-- start of GIVEN PASSAGE --
While this interdependence of interests is generally acknowledged, national economic practice on the part of many of the developed countries in recent years is quite another matter.

We are at a critical stage in world history. The countries of the world have passed beyond the point where each can pursue its short-range national interests without consideration of the long-range consequences to itself and to its neighbors, but they do not yet truly constitute a mutually supportive community. Since the onset of the recent recession, the terms of trade of many of the developing countries have become increasingly unfavorable as the market value of the products of their labor-intensive industries remain unstable or decline, while the prices of the capital goods they require for development steadily inflate. At the same time, protectionist curbs on imports and other trade-restrictive measures have increasingly impaired the flow of goods, services, and capital essential for the economic health not only of the industrially developing nations but of the international community as a whole.

This is not to say that the recession has not had negative effects upon the economies of the developed nations, or that there are not considerations of considerable domestic weight that incline many of these countries to take such protective measures. But in broader international and human terms, the negative effects of such a restrictive tendency far outweigh the short-term local gains; and already the prospects for the minimal necessary growth of the less-developed nations are becoming uncertain, the living conditions of the billions of people in the least-developed countries remain unimproved or degenerate still further, and the distance between the "have" and "have-not" nations of the world grows ominously wider.

International aid and professional assistance might ameliorate the grosser effects of this gap if they constituted a significant share of the wealth of the OECD nations, but at present they stand at only half the Official Development Assistance target of 0.7 percent of their GNP set by the OECD nations at the beginning of this decade. Furthermore, aid and assistance alone cannot fundamentally close this gap. That can only be accomplished in a climate of trade-based international growth in which the developed nations of the world recognize that their own long-range self-interest is best served by the evolution of an international division of labor that provides the opportunity for the developing nations to participate in and contribute to that international growth.

This is not an impossible goal. There has been unprecedented growth and a marked increase in living standards in many parts of the world during the three decades since the Second World War. North America, Western Europe, and Japan have made especially rapid advances, but many of the developing countries such as Brazil, Taiwan, and Korea have also made progess that, proportionately, is equally impressive.

This improvement would not have been possible without the expansion of world commerce that resulted from the postwar multinational liberalization of trade, investment, and transfer of technology. Under this stimulus the OECD countries rapidly integrated their already advanced industrial structures, and thus have gained most from the lowering of the trade barriers that had stultified international development in the 1930s. But the more advanced developing countries, which during the past 15 years or so have integrated their economic structures into the mainstream of world trade, have also experienced a gratifying degree of economic and social progress.

In the years ahead this process of integration should include an increasing number of the developing countries, and all developing countries that are desirous of making progress as open economies should be encouraged to carry out the internal policy reforms requisite to an effective, outward-looking growth process that can take the fullest possible advantage of expanded trade, international investment, and the transfer of advanced technology. The external requisite, however, is that the developed countries continue to leave their markets open to the labor-intensive manufactured goods of the newly industrializing countries.
-- end of GIVEN PASSAGE --
-- start of INFORMATION SHOWN --
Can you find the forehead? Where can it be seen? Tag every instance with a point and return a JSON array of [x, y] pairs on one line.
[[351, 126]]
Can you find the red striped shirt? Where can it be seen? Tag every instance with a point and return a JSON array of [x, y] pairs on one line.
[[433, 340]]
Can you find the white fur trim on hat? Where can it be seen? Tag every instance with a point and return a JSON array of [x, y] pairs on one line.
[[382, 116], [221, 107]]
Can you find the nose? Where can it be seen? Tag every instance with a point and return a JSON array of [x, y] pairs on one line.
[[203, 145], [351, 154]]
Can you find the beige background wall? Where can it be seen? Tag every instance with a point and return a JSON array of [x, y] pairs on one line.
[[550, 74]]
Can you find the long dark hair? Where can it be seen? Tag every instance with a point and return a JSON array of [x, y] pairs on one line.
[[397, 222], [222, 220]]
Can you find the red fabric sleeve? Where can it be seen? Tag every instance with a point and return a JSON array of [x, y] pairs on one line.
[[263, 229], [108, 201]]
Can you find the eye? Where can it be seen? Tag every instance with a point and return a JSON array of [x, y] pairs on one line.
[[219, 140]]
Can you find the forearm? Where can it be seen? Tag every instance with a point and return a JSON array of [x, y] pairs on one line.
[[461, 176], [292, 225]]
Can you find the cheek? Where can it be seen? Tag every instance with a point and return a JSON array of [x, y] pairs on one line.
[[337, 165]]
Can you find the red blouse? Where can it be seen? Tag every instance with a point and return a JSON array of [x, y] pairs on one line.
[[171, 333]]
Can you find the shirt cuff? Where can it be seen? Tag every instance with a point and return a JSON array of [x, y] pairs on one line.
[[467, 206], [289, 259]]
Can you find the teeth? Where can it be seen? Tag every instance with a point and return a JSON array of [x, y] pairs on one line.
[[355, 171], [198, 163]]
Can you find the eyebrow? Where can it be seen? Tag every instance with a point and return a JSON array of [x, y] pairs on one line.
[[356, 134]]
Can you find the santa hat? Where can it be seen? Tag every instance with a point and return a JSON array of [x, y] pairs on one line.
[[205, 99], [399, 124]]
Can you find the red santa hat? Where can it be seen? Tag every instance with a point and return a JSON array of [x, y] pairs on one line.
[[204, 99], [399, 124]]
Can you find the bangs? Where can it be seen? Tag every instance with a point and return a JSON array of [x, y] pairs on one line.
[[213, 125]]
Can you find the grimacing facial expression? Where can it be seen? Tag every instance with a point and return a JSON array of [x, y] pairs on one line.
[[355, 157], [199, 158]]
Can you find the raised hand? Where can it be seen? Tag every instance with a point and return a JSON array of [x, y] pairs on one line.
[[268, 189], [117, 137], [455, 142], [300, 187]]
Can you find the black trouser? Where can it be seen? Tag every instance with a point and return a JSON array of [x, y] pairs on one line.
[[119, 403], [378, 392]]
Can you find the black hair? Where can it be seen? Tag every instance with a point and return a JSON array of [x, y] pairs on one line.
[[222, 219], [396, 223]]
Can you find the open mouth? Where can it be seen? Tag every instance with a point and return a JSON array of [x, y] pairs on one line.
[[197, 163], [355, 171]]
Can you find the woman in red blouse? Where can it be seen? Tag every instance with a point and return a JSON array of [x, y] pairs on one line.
-- end of INFORMATION SHOWN --
### THINGS TO DO
(A) Answer these from the passage on world trade:
(i) What share of GNP did the OECD nations set as the Official Development Assistance target?
(ii) Which developing countries are named as having made proportionately impressive progress?
(iii) In which decade had trade barriers stultified international development?
(B) Repeat the section of the passage on world trade that opens with the words "This is not to" and closes with "grows ominously wider.".
The entries have no connection to the passage on world trade.

### FINAL ANSWERS
(A)
(i) 0.7 percent
(ii) Brazil, Taiwan, and Korea
(iii) The 1930s

(B)
This is not to say that the recession has not had negative effects upon the economies of the developed nations, or that there are not considerations of considerable domestic weight that incline many of these countries to take such protective measures. But in broader international and human terms, the negative effects of such a restrictive tendency far outweigh the short-term local gains; and already the prospects for the minimal necessary growth of the less-developed nations are becoming uncertain, the living conditions of the billions of people in the least-developed countries remain unimproved or degenerate still further, and the distance between the "have" and "have-not" nations of the world grows ominously wider.